Saved entries:
= = =
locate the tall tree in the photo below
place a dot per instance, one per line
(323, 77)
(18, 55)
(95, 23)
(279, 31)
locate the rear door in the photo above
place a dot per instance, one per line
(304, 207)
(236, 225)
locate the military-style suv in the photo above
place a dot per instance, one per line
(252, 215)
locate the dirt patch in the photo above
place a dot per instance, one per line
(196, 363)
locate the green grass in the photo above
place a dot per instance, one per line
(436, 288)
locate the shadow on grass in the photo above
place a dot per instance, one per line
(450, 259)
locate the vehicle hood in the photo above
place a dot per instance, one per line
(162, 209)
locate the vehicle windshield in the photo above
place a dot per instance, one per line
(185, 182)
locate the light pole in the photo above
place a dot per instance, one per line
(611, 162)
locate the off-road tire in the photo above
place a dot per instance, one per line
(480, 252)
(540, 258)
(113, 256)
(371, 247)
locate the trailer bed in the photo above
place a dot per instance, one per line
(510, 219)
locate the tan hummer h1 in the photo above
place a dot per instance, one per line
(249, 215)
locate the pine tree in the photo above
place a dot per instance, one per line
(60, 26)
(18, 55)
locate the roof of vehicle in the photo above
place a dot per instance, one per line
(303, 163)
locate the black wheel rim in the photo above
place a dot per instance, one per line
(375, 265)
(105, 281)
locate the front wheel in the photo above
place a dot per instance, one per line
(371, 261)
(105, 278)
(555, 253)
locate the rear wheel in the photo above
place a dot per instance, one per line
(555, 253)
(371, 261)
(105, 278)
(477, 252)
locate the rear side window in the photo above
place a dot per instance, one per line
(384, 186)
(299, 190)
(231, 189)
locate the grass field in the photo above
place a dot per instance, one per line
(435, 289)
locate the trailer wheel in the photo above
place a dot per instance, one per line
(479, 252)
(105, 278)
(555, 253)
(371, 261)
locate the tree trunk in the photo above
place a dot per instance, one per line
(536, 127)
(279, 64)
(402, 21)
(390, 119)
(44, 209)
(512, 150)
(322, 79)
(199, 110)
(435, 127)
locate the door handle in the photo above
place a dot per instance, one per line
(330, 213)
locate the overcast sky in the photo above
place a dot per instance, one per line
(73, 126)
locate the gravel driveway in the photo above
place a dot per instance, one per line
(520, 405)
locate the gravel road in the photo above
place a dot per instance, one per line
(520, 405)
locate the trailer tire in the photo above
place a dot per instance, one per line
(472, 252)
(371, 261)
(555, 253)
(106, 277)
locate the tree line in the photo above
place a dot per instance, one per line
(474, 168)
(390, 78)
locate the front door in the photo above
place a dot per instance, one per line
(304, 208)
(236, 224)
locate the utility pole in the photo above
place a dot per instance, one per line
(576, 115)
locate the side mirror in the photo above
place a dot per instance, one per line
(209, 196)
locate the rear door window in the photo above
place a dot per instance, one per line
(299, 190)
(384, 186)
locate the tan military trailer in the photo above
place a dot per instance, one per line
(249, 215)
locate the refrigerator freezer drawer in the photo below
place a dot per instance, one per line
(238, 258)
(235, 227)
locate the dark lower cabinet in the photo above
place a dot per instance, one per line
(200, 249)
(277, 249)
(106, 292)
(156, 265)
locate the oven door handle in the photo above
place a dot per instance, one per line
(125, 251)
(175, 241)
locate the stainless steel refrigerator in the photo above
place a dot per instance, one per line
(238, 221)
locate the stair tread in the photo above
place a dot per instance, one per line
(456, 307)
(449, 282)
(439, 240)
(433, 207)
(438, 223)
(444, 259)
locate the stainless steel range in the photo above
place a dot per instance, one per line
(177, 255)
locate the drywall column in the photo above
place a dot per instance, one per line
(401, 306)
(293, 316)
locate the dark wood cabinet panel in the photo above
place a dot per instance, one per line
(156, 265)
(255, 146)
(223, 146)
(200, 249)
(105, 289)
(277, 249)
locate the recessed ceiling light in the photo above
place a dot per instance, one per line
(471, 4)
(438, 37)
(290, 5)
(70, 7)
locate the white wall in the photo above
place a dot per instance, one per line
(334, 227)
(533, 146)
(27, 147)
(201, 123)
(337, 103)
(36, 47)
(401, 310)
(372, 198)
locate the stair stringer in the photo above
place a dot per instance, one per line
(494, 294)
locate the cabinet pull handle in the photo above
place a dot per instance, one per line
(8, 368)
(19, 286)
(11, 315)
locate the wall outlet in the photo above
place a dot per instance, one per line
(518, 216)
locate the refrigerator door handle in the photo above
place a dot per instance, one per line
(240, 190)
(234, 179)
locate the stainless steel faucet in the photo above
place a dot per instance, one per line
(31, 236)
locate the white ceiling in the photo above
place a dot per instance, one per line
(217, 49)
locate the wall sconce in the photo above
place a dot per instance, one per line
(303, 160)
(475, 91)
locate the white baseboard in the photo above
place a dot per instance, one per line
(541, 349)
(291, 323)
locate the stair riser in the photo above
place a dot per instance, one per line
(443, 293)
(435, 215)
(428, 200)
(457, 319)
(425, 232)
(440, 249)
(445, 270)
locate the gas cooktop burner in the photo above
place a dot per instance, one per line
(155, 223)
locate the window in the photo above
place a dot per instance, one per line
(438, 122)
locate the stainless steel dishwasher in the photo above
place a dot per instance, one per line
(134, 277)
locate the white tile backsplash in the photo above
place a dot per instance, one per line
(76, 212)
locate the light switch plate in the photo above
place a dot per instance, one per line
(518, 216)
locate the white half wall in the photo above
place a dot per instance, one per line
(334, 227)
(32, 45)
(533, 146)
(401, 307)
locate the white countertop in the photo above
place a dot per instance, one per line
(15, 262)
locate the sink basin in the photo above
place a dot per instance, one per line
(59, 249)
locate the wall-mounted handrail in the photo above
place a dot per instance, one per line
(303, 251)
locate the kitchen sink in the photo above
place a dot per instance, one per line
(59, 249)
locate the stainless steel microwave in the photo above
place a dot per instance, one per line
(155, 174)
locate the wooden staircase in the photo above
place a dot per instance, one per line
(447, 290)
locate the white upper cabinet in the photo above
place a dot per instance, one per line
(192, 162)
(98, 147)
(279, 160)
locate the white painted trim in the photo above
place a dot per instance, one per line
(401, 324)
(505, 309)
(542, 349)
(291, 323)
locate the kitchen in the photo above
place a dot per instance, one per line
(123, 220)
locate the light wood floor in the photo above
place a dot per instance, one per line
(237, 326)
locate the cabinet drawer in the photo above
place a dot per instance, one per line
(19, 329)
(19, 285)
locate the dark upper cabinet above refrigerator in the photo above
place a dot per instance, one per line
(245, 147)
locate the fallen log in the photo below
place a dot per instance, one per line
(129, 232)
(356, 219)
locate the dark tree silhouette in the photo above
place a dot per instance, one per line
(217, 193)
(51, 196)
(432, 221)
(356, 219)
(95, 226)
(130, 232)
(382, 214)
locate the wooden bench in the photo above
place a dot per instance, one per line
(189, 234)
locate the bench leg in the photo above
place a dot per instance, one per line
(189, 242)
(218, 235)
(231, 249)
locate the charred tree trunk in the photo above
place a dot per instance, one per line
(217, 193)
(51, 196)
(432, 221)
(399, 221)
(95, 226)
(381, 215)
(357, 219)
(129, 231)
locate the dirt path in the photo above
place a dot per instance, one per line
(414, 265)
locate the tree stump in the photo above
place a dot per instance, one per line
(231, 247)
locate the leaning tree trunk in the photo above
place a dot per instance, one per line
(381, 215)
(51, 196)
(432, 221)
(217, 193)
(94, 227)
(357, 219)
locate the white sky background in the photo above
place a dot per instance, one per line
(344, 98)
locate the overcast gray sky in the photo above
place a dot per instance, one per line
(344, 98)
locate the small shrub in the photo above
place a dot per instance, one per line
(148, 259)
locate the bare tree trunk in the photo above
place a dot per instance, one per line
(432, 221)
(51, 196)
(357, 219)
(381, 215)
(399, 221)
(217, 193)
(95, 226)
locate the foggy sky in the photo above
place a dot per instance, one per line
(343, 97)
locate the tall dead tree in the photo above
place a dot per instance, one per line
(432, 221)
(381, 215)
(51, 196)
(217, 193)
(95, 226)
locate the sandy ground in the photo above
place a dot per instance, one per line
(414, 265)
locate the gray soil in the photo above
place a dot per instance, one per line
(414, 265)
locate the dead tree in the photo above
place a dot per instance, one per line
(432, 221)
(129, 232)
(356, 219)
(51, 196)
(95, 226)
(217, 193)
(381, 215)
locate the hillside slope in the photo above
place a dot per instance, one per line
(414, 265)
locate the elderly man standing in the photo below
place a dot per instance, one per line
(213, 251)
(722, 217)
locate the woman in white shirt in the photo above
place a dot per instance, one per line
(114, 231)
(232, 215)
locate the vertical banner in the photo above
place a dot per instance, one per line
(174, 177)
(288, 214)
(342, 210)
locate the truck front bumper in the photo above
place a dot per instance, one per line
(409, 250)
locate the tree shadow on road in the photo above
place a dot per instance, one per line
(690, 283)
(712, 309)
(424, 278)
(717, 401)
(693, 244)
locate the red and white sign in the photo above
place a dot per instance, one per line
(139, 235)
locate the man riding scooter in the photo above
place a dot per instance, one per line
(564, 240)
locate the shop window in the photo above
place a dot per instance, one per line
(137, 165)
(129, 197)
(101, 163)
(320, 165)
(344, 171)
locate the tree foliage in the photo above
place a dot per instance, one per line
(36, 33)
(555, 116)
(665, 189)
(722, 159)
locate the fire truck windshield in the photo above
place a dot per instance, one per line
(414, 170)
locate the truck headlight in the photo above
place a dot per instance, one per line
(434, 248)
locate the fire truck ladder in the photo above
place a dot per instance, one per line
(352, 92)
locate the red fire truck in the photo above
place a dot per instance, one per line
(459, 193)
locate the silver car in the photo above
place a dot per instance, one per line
= = =
◆ TASK STATEMENT ◆
Extract every line from the records above that contains the word "steel".

◆ ANSWER AREA ◆
locate the stainless steel refrigerator in the photo above
locate the stainless steel range in the photo above
locate the stainless steel faucet in the photo above
locate the stainless steel dishwasher in the photo above
locate the stainless steel microwave in the photo above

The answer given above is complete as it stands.